____ SUPPLIED TEXT
Tej Pratap Yadav, Rashtriya Janata Dal supremo Lalu Prasad’s oldest son, has offered to get Sonu admitted to a private school.
Former deputy chief minister and BJP leader Sushil Kumar Modi said he had visited Sonu and offered to get him admitted to Navodaya Vidyalaya, with a monthly stipend of Rs 3,000.
“I was impressed by his confidence and the manner he spoke out his mind before the CM,” Modi said. Jawahar Navodaya Vidyalayas are central schools for bright but disadvantaged students mainly from rural India.
Sonu has denied allegations that his interaction with the CM was tutored, saying that he only wanted to bring to his attention the state of education at government schools.
“I wanted to meet the CM and make an appeal. Nobody’s tutored me,” he told ThePrint.
Meanwhile, in light of the video, his father is learnt to be keeping out of the public eye, allegedly because he fears arrest under the state’s draconian prohibition law.
N.K. Choudhary, a former professor of economics, said Sonu’s video exposed a deeper problem: The crumbling state of government education.
“Modiji (Sushil Modi) is capable of getting Sonu admitted to Harvard University,” Choudhary said. “But that doesn’t solve the real problem. There are thousands of children talented like Sonu who deserve a better education than they get in government schools.”
Diwakar admitted that an estimated 35 lakh children were out of school when Nitish came to power in 2005. It was the Nitish Kumar government that began to bring children — especially girls — into the schooling system, he said.
“But when the government started recruiting teachers, they did away with the filtering process and introduced contract appointment of teachers for Rs 1,500 a month,” he added. “The government made the local mukhiya the appointing authority. There were massive irregularities as mukhiyas took bribes for appointments.”
This led to a general decline in the quality of education, he said.
“A lot of unemployed youngsters got jobs but most of them are incapable of imparting quality education,” he said. “That is why Sonu is complaining that his English teacher does not know the language. The government failed to understand that education is not a venue for employment. It is a mechanism for human resource development out of which employment emerges.”
________
____ DATA PROVIDED
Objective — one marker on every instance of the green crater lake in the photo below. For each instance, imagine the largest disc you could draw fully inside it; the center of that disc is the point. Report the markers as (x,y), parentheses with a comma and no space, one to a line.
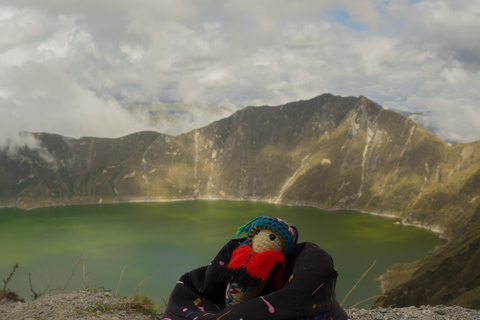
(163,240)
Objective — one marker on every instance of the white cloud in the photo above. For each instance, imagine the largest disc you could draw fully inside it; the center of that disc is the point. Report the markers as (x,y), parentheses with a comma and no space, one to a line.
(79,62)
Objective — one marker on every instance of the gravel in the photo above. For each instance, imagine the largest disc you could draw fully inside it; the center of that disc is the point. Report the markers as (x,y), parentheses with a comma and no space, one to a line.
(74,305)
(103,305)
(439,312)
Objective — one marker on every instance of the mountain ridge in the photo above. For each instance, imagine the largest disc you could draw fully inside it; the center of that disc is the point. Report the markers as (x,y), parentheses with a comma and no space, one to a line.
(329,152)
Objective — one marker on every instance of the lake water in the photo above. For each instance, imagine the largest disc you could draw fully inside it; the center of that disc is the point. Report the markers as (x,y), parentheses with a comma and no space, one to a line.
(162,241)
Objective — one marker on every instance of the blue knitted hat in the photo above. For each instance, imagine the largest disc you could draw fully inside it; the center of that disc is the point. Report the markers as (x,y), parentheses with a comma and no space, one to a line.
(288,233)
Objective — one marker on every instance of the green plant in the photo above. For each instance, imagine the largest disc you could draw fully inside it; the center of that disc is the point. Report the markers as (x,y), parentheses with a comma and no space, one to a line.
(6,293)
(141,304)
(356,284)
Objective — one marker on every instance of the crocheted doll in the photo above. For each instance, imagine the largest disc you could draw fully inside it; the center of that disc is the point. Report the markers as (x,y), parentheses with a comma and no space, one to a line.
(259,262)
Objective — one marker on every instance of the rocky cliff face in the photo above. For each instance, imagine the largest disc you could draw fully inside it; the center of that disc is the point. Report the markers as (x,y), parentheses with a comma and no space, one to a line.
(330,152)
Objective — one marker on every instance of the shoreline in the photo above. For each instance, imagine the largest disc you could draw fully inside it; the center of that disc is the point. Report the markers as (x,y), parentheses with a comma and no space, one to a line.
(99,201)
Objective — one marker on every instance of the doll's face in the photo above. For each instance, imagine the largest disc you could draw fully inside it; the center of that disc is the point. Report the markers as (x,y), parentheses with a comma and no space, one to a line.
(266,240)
________
____ DATA PROVIDED
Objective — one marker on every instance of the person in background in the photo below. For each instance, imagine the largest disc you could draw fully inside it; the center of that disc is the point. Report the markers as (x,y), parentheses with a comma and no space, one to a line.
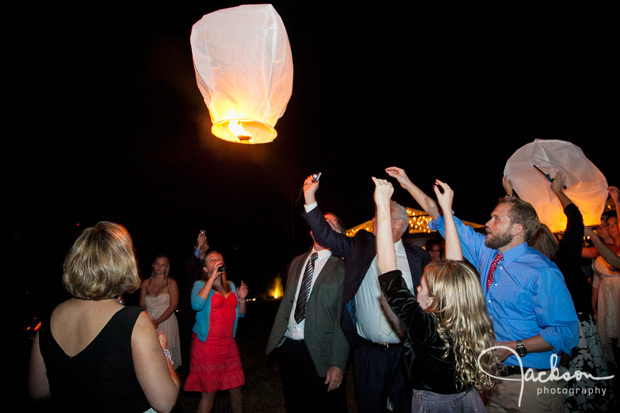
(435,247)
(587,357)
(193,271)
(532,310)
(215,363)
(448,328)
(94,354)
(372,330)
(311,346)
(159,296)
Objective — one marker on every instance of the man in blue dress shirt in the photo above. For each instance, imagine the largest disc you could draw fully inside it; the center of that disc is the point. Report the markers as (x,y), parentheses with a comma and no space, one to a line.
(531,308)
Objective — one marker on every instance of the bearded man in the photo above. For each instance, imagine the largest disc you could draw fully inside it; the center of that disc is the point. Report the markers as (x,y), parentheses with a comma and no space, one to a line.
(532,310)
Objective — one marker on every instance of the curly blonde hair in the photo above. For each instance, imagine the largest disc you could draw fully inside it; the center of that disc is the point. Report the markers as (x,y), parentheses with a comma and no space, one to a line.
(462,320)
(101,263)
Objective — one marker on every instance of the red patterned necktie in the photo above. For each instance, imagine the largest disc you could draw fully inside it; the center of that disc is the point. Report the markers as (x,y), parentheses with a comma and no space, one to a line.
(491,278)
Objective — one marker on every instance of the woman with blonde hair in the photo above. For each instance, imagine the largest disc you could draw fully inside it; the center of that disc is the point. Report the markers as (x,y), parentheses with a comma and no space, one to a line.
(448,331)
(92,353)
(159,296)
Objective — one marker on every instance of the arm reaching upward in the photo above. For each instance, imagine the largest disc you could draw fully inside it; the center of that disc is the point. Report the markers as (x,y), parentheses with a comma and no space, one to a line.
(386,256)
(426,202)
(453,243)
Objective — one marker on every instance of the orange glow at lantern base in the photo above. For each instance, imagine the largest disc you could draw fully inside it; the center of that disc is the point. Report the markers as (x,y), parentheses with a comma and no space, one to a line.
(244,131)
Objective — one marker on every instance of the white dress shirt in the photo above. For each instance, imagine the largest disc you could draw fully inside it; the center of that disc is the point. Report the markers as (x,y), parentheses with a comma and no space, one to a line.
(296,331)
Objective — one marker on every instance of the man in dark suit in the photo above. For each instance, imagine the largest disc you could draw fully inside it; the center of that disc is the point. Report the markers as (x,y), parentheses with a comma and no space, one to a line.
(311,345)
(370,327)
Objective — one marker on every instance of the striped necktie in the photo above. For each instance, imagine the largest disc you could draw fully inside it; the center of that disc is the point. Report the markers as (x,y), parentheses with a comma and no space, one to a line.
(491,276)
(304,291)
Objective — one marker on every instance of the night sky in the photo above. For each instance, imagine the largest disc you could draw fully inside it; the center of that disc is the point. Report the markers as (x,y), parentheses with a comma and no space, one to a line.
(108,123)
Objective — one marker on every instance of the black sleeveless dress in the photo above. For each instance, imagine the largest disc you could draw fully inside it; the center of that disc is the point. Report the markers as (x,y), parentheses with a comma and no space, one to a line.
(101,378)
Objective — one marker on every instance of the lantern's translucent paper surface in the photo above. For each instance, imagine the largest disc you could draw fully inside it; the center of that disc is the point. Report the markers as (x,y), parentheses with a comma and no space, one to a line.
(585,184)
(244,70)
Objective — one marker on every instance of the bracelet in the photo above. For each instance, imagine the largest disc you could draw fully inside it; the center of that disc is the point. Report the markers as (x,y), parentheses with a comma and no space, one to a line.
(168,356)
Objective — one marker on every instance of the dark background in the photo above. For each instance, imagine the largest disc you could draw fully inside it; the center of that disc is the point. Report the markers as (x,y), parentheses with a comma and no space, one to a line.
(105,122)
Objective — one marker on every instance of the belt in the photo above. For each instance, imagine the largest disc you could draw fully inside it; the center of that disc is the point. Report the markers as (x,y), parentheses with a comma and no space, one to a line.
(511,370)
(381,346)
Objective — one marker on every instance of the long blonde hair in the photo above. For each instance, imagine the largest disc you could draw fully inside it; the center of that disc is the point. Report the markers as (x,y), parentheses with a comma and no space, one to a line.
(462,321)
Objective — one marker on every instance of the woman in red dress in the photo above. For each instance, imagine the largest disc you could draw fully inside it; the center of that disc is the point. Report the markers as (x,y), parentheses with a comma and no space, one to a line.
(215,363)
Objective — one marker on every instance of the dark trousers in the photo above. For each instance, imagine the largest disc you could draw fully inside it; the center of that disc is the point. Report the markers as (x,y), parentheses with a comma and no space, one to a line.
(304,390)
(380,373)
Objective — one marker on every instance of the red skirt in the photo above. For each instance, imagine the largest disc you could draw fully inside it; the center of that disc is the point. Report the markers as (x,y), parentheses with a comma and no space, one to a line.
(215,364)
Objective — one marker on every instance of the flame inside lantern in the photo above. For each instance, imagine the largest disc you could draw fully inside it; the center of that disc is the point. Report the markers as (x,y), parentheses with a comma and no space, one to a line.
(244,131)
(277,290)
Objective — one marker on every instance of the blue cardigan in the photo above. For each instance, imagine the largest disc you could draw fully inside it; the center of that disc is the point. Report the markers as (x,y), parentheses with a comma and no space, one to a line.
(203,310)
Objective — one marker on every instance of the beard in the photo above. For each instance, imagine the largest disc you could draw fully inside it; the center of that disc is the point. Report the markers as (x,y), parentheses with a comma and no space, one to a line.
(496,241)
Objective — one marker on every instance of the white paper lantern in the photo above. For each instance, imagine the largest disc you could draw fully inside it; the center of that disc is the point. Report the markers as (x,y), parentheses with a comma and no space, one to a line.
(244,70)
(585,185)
________
▶ [EXERCISE INSTRUCTIONS]
a: According to the news excerpt about Sonu, what monthly stipend did Sushil Kumar Modi say would come with Sonu's admission to Navodaya Vidyalaya?
b: List every person the news excerpt about Sonu mentions by name.

▶ [SOLUTIONS]
a: Rs 3,000 a month.

b: Tej Pratap Yadav, Lalu Prasad, Sonu, Sushil Kumar Modi, N.K. Choudhary, Diwakar, Nitish Kumar